◆ REQUIREMENTS
From the entries below, reproduce character for character the lines from the one containing "the camera strap in this photo." up to and including the one containing "(1002, 349)".
** Start **
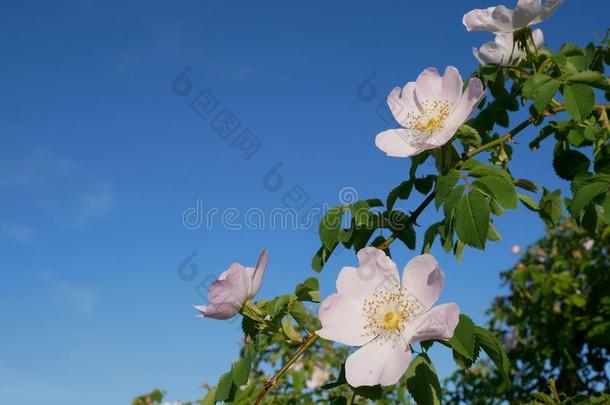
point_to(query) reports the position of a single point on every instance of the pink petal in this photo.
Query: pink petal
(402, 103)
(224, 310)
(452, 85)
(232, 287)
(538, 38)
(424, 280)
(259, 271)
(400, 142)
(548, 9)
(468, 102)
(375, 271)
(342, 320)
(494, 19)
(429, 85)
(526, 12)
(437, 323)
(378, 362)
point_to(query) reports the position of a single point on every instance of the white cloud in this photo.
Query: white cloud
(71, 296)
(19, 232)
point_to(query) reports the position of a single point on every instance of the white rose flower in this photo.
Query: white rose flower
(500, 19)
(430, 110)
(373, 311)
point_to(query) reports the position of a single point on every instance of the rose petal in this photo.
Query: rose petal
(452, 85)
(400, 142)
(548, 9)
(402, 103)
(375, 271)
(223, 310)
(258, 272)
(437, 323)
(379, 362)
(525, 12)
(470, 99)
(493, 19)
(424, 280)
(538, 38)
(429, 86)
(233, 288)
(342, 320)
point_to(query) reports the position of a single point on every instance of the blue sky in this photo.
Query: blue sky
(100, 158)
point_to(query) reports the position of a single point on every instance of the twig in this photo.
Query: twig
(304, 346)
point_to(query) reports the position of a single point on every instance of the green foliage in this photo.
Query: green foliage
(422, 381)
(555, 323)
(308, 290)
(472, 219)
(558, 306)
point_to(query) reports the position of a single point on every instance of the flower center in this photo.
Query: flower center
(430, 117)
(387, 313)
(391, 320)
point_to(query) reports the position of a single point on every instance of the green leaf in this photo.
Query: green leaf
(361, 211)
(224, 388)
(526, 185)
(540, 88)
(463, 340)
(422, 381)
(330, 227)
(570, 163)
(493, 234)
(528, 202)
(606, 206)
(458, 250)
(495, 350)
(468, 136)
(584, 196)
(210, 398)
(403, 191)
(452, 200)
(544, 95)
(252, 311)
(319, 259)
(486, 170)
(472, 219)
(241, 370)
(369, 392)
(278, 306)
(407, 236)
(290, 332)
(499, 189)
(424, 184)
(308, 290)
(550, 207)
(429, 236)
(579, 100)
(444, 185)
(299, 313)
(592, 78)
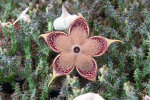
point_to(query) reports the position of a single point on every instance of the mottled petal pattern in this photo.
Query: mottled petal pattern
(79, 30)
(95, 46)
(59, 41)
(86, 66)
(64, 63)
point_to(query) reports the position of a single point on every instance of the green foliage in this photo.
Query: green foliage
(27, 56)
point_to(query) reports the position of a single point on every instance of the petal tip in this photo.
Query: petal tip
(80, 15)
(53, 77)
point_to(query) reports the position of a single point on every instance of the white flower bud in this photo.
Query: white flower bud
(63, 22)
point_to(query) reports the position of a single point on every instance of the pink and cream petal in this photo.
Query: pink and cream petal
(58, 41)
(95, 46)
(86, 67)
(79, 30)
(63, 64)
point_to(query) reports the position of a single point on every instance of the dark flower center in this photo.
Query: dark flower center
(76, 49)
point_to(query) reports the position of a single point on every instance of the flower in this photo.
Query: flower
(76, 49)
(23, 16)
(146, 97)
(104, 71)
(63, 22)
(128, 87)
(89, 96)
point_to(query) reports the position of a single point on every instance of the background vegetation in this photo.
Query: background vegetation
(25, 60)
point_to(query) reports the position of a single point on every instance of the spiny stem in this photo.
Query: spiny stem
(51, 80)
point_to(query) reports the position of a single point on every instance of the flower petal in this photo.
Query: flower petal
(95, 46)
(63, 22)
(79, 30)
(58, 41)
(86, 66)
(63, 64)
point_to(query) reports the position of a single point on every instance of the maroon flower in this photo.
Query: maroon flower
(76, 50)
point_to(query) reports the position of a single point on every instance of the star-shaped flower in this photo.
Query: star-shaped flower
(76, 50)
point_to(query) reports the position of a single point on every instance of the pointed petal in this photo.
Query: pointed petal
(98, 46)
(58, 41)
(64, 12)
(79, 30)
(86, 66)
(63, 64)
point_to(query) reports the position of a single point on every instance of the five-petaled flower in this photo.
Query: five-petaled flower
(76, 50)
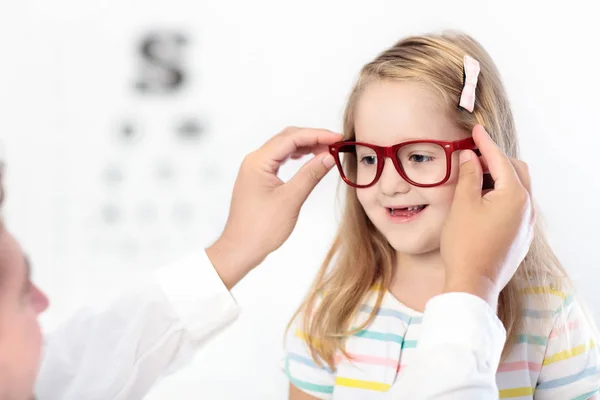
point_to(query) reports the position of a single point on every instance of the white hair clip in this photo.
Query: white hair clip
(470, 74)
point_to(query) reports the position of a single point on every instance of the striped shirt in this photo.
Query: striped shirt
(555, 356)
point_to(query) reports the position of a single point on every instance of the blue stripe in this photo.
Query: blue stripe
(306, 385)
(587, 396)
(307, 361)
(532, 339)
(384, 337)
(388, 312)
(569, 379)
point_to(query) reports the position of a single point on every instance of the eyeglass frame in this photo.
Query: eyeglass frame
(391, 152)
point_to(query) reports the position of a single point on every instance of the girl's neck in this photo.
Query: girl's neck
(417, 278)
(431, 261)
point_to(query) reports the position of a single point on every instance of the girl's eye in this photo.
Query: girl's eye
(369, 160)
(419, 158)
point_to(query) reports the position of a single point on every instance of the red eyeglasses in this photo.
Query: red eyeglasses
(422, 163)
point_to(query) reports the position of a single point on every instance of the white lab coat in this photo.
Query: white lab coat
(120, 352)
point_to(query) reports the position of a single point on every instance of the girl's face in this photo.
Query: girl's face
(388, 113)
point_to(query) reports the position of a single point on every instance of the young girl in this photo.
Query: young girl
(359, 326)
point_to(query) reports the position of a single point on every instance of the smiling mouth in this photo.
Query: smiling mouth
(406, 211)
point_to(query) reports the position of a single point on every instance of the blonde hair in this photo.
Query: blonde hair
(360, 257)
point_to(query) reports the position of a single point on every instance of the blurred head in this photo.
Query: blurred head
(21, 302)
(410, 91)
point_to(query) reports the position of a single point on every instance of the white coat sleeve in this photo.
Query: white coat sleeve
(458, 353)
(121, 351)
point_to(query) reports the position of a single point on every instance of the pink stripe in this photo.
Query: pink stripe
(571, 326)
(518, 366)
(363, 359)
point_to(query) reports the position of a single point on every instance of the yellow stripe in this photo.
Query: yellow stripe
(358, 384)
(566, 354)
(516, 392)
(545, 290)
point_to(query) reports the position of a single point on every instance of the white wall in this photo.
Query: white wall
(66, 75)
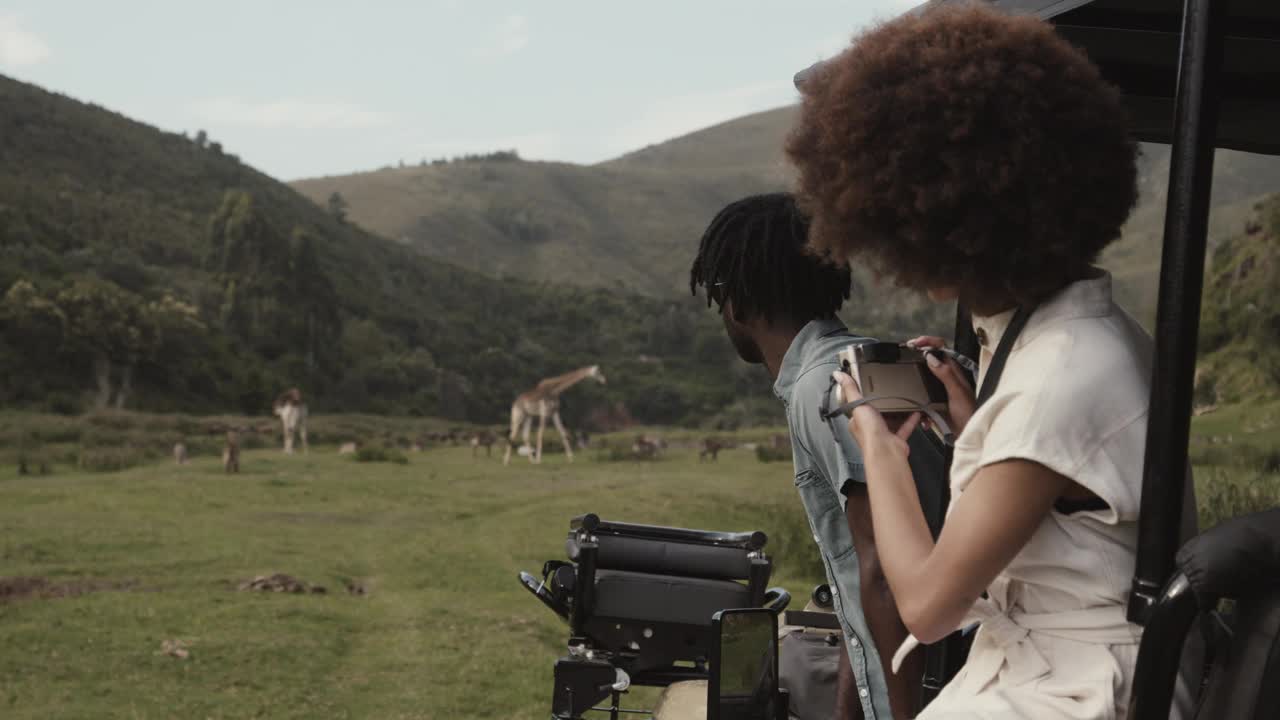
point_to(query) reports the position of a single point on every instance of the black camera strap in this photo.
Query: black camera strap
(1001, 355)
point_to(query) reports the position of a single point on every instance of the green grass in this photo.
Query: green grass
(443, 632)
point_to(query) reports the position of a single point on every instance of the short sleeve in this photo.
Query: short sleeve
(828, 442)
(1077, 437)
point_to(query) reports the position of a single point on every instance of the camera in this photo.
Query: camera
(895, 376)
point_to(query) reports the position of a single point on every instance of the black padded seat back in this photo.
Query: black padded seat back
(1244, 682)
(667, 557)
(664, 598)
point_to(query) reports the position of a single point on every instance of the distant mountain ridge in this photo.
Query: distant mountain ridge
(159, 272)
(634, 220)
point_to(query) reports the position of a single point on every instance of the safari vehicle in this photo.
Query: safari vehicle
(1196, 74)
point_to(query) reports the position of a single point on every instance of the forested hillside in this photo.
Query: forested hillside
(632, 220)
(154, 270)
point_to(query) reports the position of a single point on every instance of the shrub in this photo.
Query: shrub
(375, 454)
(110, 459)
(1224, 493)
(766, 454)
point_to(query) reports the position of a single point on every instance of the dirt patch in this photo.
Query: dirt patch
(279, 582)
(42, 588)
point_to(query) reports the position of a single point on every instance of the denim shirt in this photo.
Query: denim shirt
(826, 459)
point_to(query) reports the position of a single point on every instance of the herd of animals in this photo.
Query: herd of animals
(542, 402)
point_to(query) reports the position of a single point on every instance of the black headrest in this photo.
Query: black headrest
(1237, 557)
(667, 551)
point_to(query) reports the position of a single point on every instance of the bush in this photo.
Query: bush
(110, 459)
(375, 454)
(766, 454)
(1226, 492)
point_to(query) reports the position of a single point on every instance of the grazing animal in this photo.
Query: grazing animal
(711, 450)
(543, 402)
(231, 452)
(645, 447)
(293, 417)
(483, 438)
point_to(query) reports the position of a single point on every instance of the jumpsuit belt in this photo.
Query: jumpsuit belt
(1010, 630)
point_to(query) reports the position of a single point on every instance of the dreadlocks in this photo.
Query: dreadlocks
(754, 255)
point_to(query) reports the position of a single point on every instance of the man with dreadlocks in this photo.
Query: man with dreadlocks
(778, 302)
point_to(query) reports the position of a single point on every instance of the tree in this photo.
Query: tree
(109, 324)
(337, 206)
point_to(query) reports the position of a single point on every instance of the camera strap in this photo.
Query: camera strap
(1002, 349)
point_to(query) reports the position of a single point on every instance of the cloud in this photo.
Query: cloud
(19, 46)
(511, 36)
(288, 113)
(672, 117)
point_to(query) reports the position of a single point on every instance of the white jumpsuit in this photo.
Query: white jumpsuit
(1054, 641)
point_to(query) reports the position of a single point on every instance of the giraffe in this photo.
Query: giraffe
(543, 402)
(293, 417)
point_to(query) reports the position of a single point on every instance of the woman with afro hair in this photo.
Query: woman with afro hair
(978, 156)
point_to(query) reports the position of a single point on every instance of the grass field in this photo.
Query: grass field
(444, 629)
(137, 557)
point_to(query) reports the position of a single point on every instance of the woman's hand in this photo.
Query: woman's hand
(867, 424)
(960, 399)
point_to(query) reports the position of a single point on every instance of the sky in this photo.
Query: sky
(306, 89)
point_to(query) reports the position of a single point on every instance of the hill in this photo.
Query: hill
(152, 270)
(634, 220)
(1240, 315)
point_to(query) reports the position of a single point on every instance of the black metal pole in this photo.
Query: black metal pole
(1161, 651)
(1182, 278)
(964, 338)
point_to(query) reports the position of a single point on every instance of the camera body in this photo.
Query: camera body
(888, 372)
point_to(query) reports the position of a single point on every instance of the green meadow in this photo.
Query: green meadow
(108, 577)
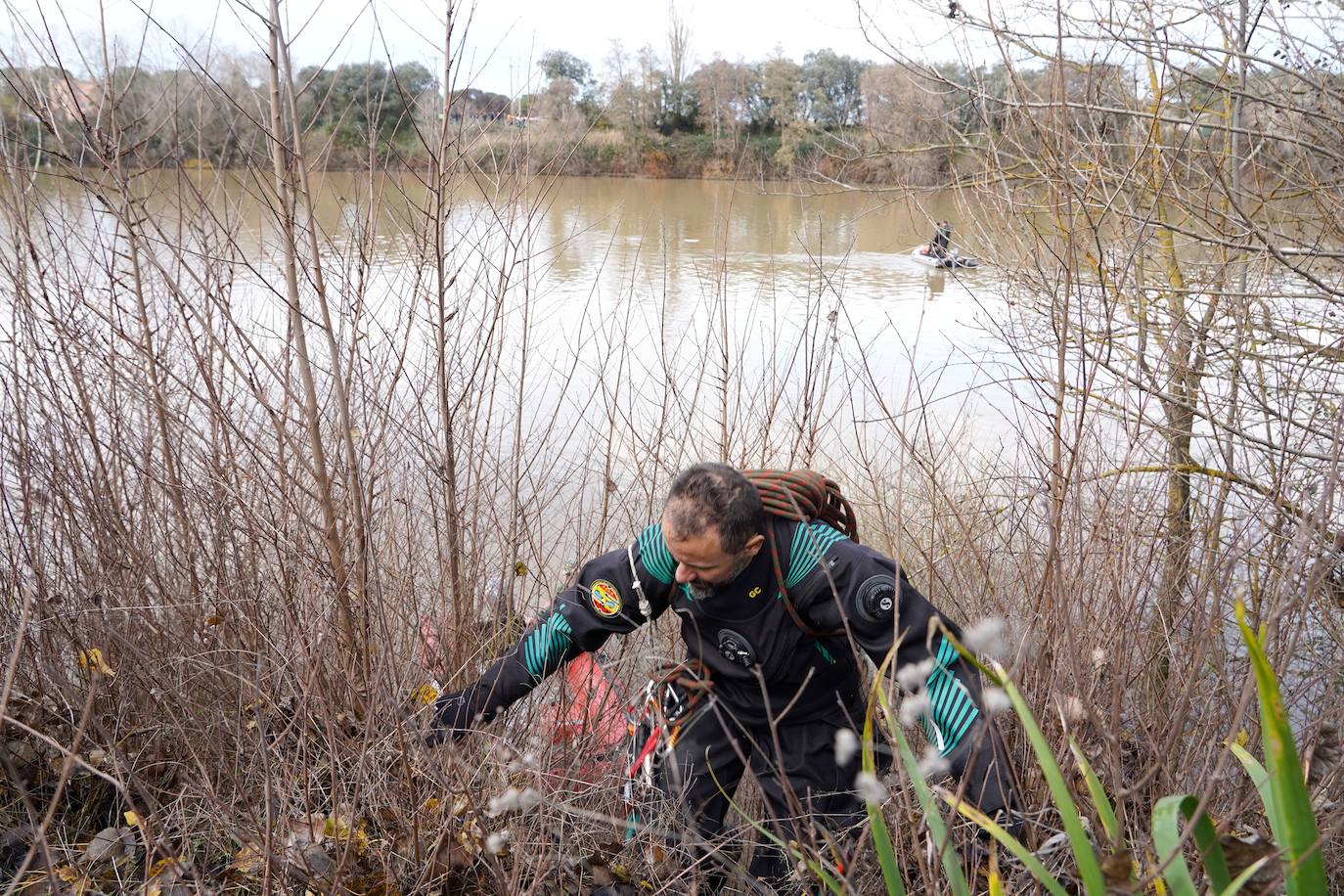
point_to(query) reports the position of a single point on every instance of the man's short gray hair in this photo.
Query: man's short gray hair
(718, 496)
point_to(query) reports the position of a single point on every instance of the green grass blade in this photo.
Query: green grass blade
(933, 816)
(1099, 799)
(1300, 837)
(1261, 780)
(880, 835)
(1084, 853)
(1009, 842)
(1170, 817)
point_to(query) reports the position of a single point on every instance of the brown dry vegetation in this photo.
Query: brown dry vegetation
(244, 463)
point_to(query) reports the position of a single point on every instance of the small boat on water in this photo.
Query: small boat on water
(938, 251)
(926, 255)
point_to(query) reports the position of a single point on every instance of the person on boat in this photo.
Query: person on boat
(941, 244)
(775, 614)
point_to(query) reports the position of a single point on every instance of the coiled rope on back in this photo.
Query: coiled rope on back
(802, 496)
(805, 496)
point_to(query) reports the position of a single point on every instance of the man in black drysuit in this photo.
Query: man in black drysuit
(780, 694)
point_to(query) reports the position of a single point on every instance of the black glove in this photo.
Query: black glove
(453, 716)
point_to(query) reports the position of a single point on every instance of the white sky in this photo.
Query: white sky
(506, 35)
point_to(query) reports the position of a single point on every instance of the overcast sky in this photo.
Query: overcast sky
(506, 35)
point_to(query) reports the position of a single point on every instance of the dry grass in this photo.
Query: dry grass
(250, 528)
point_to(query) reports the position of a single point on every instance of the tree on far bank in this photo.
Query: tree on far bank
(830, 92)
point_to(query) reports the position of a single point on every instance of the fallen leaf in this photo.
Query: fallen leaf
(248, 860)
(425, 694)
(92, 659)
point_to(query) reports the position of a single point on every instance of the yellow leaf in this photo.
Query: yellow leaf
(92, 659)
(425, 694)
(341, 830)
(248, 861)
** End **
◆ EXERCISE RESPONSE
point_to(query) reports the position of a single point on every instance of the camera strap in this photo.
Query: camera strap
(1002, 349)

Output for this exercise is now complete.